Your objective => Hand back each record exactly as you find it.
***
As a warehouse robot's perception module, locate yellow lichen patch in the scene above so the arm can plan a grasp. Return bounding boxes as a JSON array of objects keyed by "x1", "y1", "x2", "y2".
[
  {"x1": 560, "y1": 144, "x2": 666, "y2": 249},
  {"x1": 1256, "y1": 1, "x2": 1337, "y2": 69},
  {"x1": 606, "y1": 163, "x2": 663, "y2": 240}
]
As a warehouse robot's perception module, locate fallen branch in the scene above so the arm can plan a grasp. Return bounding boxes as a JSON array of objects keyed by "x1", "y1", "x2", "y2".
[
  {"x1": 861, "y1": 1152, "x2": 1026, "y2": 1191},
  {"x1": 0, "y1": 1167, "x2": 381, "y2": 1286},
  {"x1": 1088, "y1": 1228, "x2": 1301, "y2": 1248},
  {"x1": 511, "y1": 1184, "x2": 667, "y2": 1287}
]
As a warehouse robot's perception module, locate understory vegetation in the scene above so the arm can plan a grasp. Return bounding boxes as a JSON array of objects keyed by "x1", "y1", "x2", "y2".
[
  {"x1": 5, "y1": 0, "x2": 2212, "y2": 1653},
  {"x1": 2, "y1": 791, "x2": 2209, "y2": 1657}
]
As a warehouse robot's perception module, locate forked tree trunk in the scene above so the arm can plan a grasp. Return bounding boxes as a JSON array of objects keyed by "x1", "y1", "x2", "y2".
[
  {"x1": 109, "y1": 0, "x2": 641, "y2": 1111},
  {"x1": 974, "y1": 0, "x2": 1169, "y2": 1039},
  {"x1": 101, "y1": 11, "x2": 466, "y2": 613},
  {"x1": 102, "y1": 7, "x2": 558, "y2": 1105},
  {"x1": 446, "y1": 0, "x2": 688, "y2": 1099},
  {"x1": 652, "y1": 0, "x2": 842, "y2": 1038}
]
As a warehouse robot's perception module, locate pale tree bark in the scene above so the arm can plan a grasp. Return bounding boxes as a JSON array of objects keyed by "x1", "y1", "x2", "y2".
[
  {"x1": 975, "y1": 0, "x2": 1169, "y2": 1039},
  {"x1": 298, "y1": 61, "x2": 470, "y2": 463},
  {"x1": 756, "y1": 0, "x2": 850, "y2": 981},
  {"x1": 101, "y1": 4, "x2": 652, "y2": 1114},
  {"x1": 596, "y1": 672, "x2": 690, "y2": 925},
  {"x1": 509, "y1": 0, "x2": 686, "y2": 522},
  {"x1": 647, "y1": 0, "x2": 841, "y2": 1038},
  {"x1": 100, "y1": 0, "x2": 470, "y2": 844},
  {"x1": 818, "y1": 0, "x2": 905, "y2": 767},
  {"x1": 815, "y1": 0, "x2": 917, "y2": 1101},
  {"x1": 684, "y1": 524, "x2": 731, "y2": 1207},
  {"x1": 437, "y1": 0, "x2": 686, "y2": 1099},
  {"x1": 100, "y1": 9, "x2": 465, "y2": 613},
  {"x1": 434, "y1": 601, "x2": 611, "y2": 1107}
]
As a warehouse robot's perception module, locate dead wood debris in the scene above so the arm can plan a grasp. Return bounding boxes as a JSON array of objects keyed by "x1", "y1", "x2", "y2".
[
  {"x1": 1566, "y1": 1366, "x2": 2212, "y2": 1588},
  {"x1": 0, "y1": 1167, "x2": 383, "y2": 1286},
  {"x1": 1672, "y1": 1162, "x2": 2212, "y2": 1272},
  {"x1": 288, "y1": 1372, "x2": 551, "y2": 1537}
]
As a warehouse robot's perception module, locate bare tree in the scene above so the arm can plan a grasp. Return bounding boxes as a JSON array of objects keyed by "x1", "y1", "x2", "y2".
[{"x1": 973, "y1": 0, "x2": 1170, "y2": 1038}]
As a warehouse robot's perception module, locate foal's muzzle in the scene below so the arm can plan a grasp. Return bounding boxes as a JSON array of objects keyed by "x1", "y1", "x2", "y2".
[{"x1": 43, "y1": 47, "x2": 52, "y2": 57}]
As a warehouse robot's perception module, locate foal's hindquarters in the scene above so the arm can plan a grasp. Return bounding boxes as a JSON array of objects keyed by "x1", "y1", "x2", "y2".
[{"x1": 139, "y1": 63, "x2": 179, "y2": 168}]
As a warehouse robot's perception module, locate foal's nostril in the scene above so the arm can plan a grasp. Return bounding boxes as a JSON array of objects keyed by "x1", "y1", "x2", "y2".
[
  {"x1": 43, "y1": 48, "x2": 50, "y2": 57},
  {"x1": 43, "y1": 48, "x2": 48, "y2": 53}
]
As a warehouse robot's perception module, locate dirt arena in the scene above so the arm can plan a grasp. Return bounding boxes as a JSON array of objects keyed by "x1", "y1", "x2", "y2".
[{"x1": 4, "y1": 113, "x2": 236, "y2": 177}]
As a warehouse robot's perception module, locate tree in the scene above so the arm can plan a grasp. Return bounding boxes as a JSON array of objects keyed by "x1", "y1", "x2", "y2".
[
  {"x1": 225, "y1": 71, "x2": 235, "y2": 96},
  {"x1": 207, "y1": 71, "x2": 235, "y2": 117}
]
***
The answer =>
As a warehouse robot's perception module, locate yellow lichen patch in the scene above so the arm can plan a grasp. Return bounding boxes as a JSON array of objects keyed by "x1", "y1", "x2", "y2".
[
  {"x1": 560, "y1": 144, "x2": 666, "y2": 249},
  {"x1": 1256, "y1": 1, "x2": 1337, "y2": 69},
  {"x1": 606, "y1": 163, "x2": 663, "y2": 240}
]
As a warehouse robot's perception module, locate fallen branch in the scene above so the arm can plan a grasp. Return bounding boxes as a JSON array of objects keyed by "x1", "y1", "x2", "y2".
[
  {"x1": 861, "y1": 1152, "x2": 1026, "y2": 1191},
  {"x1": 0, "y1": 1167, "x2": 381, "y2": 1286},
  {"x1": 1088, "y1": 1228, "x2": 1301, "y2": 1248},
  {"x1": 511, "y1": 1184, "x2": 667, "y2": 1287}
]
As a warehouse robot's perception module, locate understory vegetation in the scene above so the arm can plan a grasp. Return bounding boxes as a JSON array of objects keyed by "x1", "y1", "x2", "y2".
[
  {"x1": 5, "y1": 0, "x2": 2212, "y2": 1653},
  {"x1": 2, "y1": 791, "x2": 2209, "y2": 1657}
]
As a warehouse robot's perception module, locate forked tree trunk in the scene above so the arm can plan a grasp. Return bounding boxes as a JSON array of objects keyed by "x1", "y1", "x2", "y2".
[
  {"x1": 109, "y1": 0, "x2": 641, "y2": 1111},
  {"x1": 974, "y1": 0, "x2": 1169, "y2": 1039},
  {"x1": 101, "y1": 11, "x2": 466, "y2": 613},
  {"x1": 102, "y1": 7, "x2": 558, "y2": 1105},
  {"x1": 446, "y1": 0, "x2": 688, "y2": 1099},
  {"x1": 652, "y1": 0, "x2": 842, "y2": 1038}
]
As a warehouse robot's perception module, locate pale tree bark in the scene above so the arm can plan a grasp. Return bounding boxes as a JSON array of objects keyed by "x1", "y1", "x2", "y2".
[
  {"x1": 975, "y1": 0, "x2": 1169, "y2": 1039},
  {"x1": 298, "y1": 61, "x2": 470, "y2": 463},
  {"x1": 756, "y1": 0, "x2": 850, "y2": 981},
  {"x1": 101, "y1": 4, "x2": 652, "y2": 1114},
  {"x1": 596, "y1": 672, "x2": 690, "y2": 925},
  {"x1": 509, "y1": 0, "x2": 686, "y2": 522},
  {"x1": 647, "y1": 0, "x2": 841, "y2": 1038},
  {"x1": 100, "y1": 0, "x2": 470, "y2": 844},
  {"x1": 818, "y1": 0, "x2": 905, "y2": 767},
  {"x1": 815, "y1": 0, "x2": 917, "y2": 1101},
  {"x1": 684, "y1": 524, "x2": 731, "y2": 1207},
  {"x1": 437, "y1": 0, "x2": 686, "y2": 1099},
  {"x1": 100, "y1": 9, "x2": 465, "y2": 613},
  {"x1": 434, "y1": 601, "x2": 611, "y2": 1107}
]
As a warehouse robot's perception module, locate dead wood debris in the scene above so the arm can plan a grasp. Return bounding boxes as a JSON array of objects keyed by "x1", "y1", "x2", "y2".
[
  {"x1": 1566, "y1": 1366, "x2": 2212, "y2": 1588},
  {"x1": 0, "y1": 1167, "x2": 383, "y2": 1286},
  {"x1": 1672, "y1": 1162, "x2": 2212, "y2": 1272},
  {"x1": 288, "y1": 1372, "x2": 551, "y2": 1537}
]
As a warehouse robot's perception module, locate bare tree in the scene above so the arm can plan a grasp. Return bounding boxes as a JSON array of objects keyed by "x1", "y1", "x2", "y2".
[{"x1": 973, "y1": 0, "x2": 1170, "y2": 1038}]
As a warehouse robot's perception module, locate foal's muzzle in the scene below so the arm can plan a grasp. Return bounding boxes as a JSON array of objects keyed by "x1", "y1", "x2", "y2".
[{"x1": 43, "y1": 47, "x2": 52, "y2": 57}]
As a warehouse robot's perception module, locate foal's hindquarters in the scene above so the arm can plan a grasp. Return bounding boxes as a JSON array of objects keyed by "x1", "y1", "x2", "y2".
[{"x1": 139, "y1": 63, "x2": 179, "y2": 168}]
As a warehouse robot's perception module, locate foal's nostril in the scene above so the arm can plan a grasp. Return bounding boxes as a JSON array of objects keyed by "x1", "y1", "x2", "y2".
[
  {"x1": 43, "y1": 48, "x2": 50, "y2": 57},
  {"x1": 43, "y1": 48, "x2": 48, "y2": 53}
]
As a warehouse robot's perception module, locate dirt arena in the scene above so the arm can plan a grasp. Return bounding boxes as a JSON array of objects keyed by "x1", "y1", "x2", "y2".
[{"x1": 4, "y1": 113, "x2": 236, "y2": 177}]
As a warehouse robot's perception module, locate tree in the scene above so the arm can plan a grasp. Return bounding boxes as a JSON array of objects keyed by "x1", "y1", "x2", "y2".
[
  {"x1": 225, "y1": 71, "x2": 235, "y2": 96},
  {"x1": 207, "y1": 71, "x2": 235, "y2": 117}
]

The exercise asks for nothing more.